▶ **Task prompt**:
Collect each line of the rows below that contains the string "query".

________

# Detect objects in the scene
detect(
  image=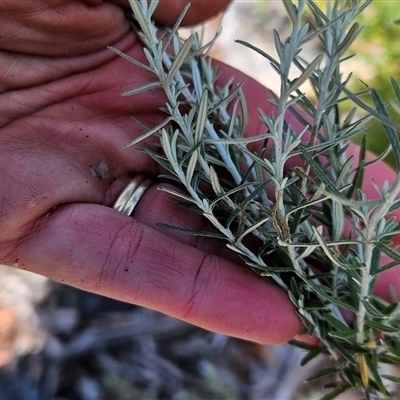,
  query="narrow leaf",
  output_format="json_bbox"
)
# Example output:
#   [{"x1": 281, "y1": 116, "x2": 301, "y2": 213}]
[
  {"x1": 186, "y1": 151, "x2": 199, "y2": 185},
  {"x1": 166, "y1": 34, "x2": 194, "y2": 85},
  {"x1": 371, "y1": 89, "x2": 400, "y2": 172},
  {"x1": 287, "y1": 54, "x2": 323, "y2": 93},
  {"x1": 157, "y1": 222, "x2": 226, "y2": 240},
  {"x1": 121, "y1": 82, "x2": 161, "y2": 97},
  {"x1": 194, "y1": 90, "x2": 208, "y2": 144},
  {"x1": 125, "y1": 117, "x2": 172, "y2": 147},
  {"x1": 306, "y1": 367, "x2": 340, "y2": 382}
]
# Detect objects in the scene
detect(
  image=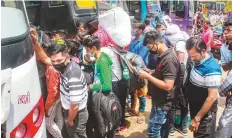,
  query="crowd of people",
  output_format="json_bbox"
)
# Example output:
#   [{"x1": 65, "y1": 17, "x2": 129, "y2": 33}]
[{"x1": 31, "y1": 8, "x2": 232, "y2": 138}]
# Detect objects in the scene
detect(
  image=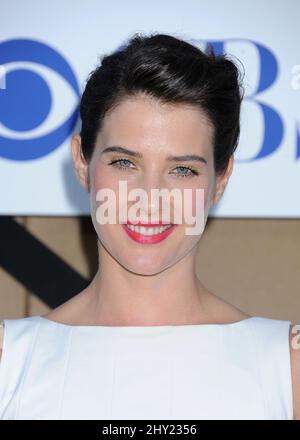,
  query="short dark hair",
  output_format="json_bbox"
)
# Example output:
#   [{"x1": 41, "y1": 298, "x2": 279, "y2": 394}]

________

▶ **Solution below**:
  query="narrow leaf",
  query="crowd of people",
  query="short dark hair",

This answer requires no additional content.